Work item:
Below are records; reproduce exactly the lines from the one that has "# test: mark the tarmac" through the one that has "# shape of each answer: point(144, 23)", ends included, and nothing more.

Listed entries:
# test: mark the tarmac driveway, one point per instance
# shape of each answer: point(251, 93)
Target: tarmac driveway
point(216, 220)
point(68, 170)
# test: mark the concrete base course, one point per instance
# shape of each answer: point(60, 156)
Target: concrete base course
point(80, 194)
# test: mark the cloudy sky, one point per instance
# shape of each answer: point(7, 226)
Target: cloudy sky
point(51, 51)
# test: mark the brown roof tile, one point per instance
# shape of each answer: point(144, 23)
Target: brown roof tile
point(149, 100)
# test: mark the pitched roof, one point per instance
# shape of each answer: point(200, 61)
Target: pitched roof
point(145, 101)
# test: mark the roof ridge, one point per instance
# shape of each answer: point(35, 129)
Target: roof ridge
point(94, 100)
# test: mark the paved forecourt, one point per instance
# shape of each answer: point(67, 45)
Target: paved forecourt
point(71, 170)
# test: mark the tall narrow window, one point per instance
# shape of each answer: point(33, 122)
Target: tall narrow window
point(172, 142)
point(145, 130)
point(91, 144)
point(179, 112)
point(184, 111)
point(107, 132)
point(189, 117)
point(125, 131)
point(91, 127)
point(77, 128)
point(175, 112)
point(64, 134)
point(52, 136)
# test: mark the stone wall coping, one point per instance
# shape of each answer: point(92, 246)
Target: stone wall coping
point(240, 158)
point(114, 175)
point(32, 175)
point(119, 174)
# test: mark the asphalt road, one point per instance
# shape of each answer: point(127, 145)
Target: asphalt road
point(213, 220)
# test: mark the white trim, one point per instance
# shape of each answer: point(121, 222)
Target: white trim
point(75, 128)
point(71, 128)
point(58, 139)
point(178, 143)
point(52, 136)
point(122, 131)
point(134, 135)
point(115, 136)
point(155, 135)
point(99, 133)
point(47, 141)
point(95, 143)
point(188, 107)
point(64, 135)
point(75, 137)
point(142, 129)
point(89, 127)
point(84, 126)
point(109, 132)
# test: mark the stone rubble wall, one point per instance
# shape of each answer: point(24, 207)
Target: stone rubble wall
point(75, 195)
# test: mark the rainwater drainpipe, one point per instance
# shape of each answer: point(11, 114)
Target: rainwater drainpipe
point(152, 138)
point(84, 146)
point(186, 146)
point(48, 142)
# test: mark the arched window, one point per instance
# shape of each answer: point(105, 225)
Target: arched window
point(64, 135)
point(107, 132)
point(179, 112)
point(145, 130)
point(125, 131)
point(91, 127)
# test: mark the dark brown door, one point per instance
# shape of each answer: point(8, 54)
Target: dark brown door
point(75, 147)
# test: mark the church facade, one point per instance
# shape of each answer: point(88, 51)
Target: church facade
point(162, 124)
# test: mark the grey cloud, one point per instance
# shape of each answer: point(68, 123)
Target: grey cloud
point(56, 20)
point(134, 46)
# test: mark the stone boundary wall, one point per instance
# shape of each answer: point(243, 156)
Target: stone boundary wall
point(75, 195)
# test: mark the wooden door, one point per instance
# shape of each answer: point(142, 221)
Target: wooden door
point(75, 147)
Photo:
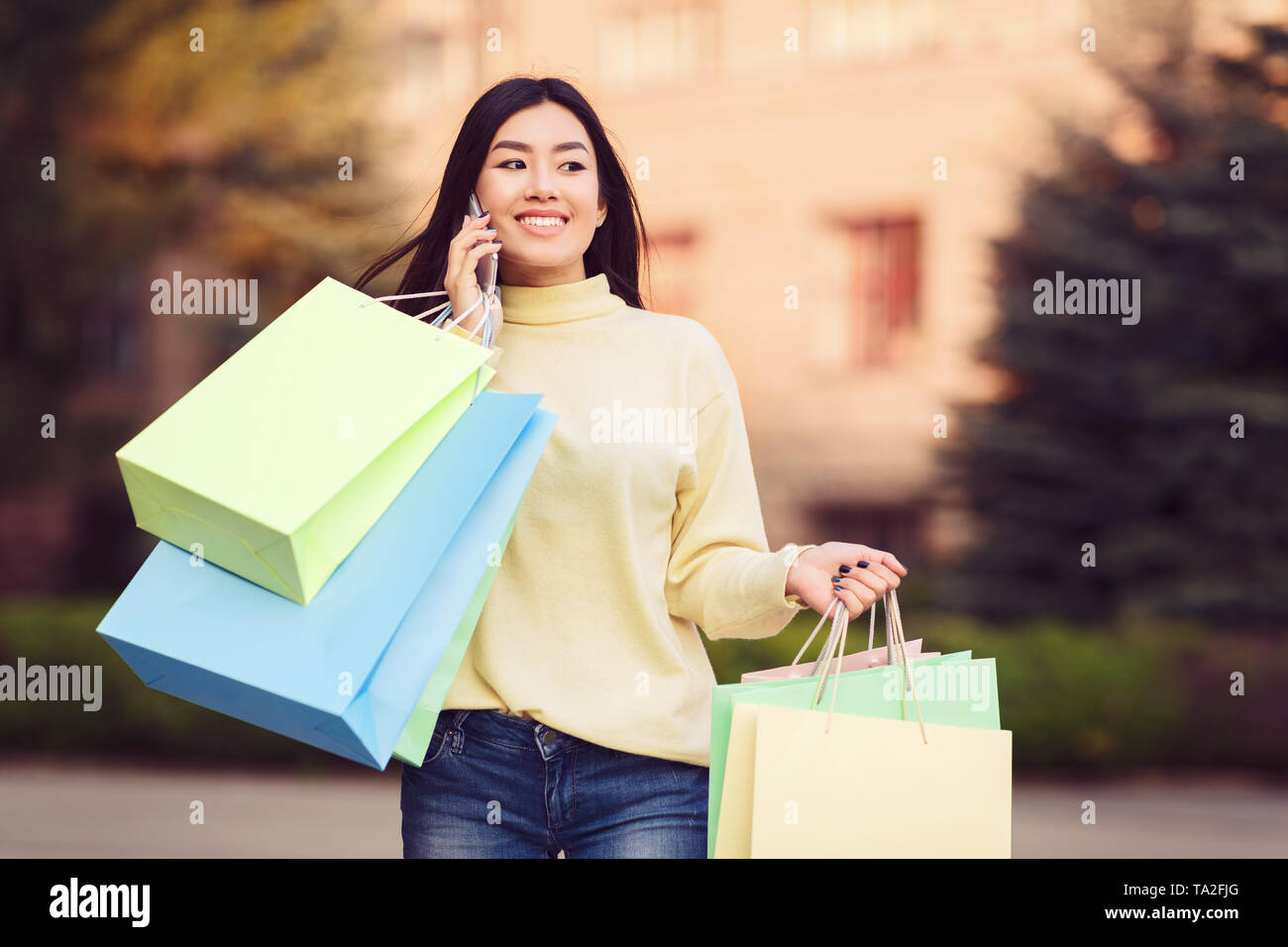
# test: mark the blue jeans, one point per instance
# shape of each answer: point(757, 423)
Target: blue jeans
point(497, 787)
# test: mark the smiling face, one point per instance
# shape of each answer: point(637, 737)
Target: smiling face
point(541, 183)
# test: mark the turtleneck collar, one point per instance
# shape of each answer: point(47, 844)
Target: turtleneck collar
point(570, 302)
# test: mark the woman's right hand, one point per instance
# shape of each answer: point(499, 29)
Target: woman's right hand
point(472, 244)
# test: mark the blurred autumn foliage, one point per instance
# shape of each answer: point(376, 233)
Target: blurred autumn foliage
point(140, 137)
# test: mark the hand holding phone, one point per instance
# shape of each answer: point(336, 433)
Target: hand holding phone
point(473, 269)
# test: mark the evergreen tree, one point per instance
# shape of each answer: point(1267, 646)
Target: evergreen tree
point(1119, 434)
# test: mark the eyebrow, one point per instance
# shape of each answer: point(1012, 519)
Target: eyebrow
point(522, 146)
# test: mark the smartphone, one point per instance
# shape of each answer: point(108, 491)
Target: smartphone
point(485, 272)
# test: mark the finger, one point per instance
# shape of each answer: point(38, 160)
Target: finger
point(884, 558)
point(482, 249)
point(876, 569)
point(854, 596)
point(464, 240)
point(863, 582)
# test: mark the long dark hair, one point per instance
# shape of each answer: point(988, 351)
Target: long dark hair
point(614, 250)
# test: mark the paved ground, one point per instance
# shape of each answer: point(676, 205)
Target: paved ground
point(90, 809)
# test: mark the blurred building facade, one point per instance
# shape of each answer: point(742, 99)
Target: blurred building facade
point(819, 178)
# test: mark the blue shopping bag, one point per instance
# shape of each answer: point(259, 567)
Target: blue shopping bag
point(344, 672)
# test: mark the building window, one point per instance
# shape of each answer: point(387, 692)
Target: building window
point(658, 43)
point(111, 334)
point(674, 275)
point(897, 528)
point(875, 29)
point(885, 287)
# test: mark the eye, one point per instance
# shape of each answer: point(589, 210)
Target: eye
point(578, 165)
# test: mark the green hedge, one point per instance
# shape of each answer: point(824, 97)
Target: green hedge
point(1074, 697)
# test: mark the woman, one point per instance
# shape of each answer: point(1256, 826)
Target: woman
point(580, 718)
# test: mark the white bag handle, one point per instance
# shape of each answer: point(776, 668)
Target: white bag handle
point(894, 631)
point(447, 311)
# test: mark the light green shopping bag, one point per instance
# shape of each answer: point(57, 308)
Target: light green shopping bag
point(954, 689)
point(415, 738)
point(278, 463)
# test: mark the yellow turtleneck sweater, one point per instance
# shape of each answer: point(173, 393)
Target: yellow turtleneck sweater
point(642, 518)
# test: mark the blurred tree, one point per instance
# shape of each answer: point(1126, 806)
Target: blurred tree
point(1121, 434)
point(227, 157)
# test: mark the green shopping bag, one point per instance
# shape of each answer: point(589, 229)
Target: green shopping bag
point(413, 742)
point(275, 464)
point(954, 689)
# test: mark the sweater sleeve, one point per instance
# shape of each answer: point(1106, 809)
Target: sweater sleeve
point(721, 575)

* * *

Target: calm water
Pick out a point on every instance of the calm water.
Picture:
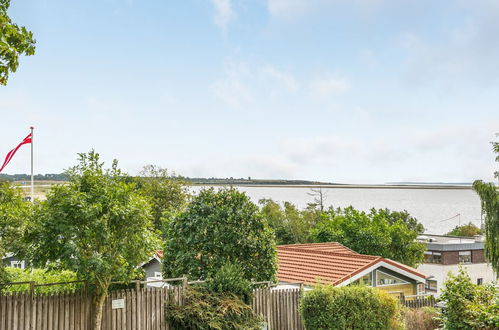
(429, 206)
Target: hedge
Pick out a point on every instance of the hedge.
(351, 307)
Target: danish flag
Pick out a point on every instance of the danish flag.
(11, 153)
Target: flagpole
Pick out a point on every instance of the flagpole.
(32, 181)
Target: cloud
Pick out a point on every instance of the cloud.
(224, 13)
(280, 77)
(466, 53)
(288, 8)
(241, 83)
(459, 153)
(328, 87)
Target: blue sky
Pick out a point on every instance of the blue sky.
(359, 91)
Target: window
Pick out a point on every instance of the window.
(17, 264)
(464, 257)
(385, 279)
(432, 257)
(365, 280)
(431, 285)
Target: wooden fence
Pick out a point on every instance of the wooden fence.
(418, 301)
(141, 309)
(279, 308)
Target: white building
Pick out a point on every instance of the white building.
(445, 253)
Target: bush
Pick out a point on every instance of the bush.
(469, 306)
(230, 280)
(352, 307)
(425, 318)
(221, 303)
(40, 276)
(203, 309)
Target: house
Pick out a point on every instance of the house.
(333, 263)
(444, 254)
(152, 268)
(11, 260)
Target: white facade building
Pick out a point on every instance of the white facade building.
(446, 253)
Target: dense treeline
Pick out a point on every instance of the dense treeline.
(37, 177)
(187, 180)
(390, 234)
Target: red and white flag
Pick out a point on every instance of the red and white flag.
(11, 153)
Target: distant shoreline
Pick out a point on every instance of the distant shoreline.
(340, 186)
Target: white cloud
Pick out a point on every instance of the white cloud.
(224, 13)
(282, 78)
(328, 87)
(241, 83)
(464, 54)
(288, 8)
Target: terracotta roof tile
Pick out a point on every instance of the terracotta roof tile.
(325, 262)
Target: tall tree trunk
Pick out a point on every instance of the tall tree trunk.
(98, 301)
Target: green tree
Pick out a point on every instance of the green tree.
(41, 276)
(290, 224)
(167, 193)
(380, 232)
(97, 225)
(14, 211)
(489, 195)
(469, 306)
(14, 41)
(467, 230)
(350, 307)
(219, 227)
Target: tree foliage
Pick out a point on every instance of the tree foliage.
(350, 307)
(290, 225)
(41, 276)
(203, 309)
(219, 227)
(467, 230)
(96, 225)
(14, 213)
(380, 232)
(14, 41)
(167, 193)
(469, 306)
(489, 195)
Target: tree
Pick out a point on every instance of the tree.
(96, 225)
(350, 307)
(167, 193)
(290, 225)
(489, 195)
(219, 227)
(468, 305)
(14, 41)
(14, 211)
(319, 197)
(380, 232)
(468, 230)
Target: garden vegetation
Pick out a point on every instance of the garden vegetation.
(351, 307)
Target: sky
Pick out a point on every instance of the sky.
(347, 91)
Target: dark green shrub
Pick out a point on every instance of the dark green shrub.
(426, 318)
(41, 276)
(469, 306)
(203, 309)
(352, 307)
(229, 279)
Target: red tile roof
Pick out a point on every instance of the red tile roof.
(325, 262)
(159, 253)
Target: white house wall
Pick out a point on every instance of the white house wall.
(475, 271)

Task output:
# test: mark the tarmac driveway, one point per instance
# shape of each answer: point(251, 93)
Target: tarmac driveway
point(216, 220)
point(68, 170)
# test: mark the concrete base course, one point per instance
# shape of each answer: point(60, 156)
Target: concrete base course
point(80, 194)
# test: mark the cloudy sky, one point per instance
# shape of each answer: point(7, 226)
Target: cloudy sky
point(51, 51)
# test: mark the brown roof tile, one point per instance
# shape of each answer: point(144, 23)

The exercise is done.